* [Page excerpt]:
--------------------------------

The first condition is the generalized IV validity assumption, that \(E\left[\boldsymbol{\Pi} \boldsymbol{Z}_{i} \varepsilon_{i}\right]=0\). This is enough to ensure equation (19) is a regression, since we know \(\boldsymbol{\eta}_{i}\) is by construction orthogonal to both \(\boldsymbol{Z}_{i}\) and \(\boldsymbol{W}_{i}\) (so the linear combination \(\boldsymbol{\eta}_{i}^{\prime} \boldsymbol{\beta}\) is orthogonal to both the linear combination \(\boldsymbol{\Pi} Z_{i}\) and to \(\boldsymbol{W}_{i}\) ) and we know that \(\varepsilon_{i}\) is orthogonal to \(\boldsymbol{W}_{i}\) by definition. A sufficient condition for IV validity is the conditional orthogonality of \(\boldsymbol{Z}_{i}\) and \(\varepsilon_{i}\) given \(\boldsymbol{W}_{i}\), by the Frisch-Waugh-Lovell theorem. For example, if \(\varepsilon_{i}\) denoted fixed student ability, \(\boldsymbol{Z}_{i}\) were a vector of randomized scholarship offers, and \(\boldsymbol{W}_{i}\) contained information on which scholarship lotteries a student was entered into, we may expect \(E\left[\boldsymbol{\Pi} \boldsymbol{Z}_{i} \varepsilon_{i}\right]=0\).
The second condition in the generalized IV relevance condition, which here resolves to a no perfect collinearity assumption on \(\left[\left(\boldsymbol{\Pi} \boldsymbol{Z}_{i}\right)^{\prime}, \boldsymbol{W}_{i}^{\prime}\right]^{\prime}\). This in turn resolves to no perfect multicollinearity in \(\left[\boldsymbol{Z}_{i}^{\prime}, \boldsymbol{W}_{i}^{\prime}\right]^{\prime}\) (which allows us to define the first stage regressions) and an assumption that \(\boldsymbol{\Pi}\) is of full row rank. This rank condition could fail when, for example, there are fewer instruments than endogenous variables ( \(L<K\) ) or more generally when the instruments do not generate independent variation in all of the endogenous variables.

--------------------------------

* [Direction 1]: From the IV conditions excerpt, transcribe the passage starting at "The second condition" and ending at "the endogenous variables.".
* [Direction 2]: According to the IV conditions excerpt, which theorem makes conditional orthogonality given the included covariates a sufficient condition for IV validity?
* [Direction 3]: The IV conditions excerpt gives a scholarship example. List each thing that example assigns to a variable.

* [Data lines]:
--------------------------------

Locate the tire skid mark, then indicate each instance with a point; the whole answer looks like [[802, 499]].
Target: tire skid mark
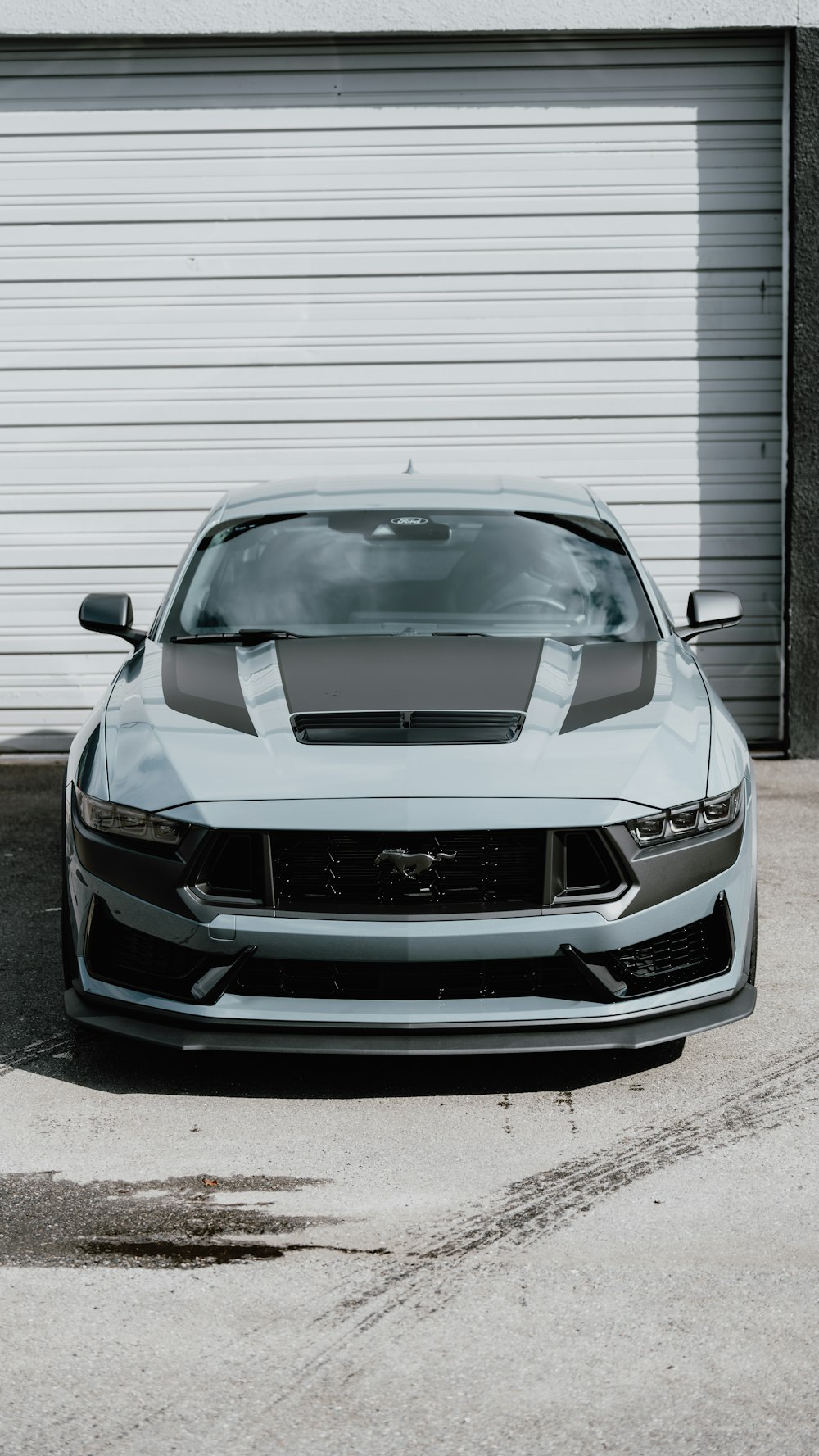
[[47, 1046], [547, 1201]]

--------------------------------

* [Output 1]:
The second condition in the generalized IV relevance condition, which here resolves to a no perfect collinearity assumption on \(\left[\left(\boldsymbol{\Pi} \boldsymbol{Z}_{i}\right)^{\prime}, \boldsymbol{W}_{i}^{\prime}\right]^{\prime}\). This in turn resolves to no perfect multicollinearity in \(\left[\boldsymbol{Z}_{i}^{\prime}, \boldsymbol{W}_{i}^{\prime}\right]^{\prime}\) (which allows us to define the first stage regressions) and an assumption that \(\boldsymbol{\Pi}\) is of full row rank. This rank condition could fail when, for example, there are fewer instruments than endogenous variables ( \(L<K\) ) or more generally when the instruments do not generate independent variation in all of the endogenous variables.

* [Output 2]: The Frisch-Waugh-Lovell theorem.

* [Output 3]:
- Fixed student ability (the error term ε)
- A vector of randomized scholarship offers (the instruments Z)
- Information on which scholarship lotteries a student was entered into (W)